Set task - Copy out, verbatim, the data from the line containing "Give the outline of every instance of the bare" through the end of the data, including both that line and the last line.

=-=-=-=-=

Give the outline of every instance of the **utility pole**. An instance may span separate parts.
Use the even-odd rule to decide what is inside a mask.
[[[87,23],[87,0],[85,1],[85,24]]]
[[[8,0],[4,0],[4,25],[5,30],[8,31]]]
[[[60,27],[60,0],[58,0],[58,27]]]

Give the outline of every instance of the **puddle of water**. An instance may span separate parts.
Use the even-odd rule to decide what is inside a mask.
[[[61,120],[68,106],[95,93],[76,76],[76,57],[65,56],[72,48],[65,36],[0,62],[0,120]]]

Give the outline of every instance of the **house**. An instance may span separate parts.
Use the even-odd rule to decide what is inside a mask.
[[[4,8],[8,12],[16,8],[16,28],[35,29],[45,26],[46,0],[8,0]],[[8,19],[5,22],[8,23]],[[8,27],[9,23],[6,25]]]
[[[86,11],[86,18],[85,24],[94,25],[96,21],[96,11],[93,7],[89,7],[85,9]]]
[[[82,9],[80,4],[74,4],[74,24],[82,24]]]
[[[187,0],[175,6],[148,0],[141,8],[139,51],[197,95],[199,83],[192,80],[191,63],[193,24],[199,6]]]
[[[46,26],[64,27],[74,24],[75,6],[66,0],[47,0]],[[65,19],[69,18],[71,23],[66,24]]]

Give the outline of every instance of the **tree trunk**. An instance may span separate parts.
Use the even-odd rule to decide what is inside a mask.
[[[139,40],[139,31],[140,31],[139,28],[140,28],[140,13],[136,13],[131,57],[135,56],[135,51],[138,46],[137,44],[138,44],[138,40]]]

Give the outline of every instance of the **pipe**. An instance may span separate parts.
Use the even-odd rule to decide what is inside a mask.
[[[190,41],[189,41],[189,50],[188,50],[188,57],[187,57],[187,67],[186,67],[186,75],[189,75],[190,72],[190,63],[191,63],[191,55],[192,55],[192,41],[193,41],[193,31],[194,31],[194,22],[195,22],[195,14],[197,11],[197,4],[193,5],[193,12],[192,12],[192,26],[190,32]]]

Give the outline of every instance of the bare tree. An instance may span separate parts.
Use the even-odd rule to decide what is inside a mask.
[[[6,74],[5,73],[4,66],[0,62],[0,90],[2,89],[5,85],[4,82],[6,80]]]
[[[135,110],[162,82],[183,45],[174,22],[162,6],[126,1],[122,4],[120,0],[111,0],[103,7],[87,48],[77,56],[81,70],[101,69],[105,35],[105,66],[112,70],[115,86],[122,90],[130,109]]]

=-=-=-=-=

Solution to this task -
Give the outline of every instance of the bare tree. An instance may span separate parts.
Use the even-odd rule to decide what is inside a mask.
[[[6,74],[5,73],[4,66],[0,62],[0,90],[2,89],[5,85],[4,82],[6,80]]]
[[[135,110],[162,82],[183,45],[174,22],[162,6],[126,1],[122,4],[120,0],[111,0],[103,7],[87,48],[77,56],[81,70],[101,69],[105,35],[105,66],[112,70],[115,86],[122,90],[130,109]]]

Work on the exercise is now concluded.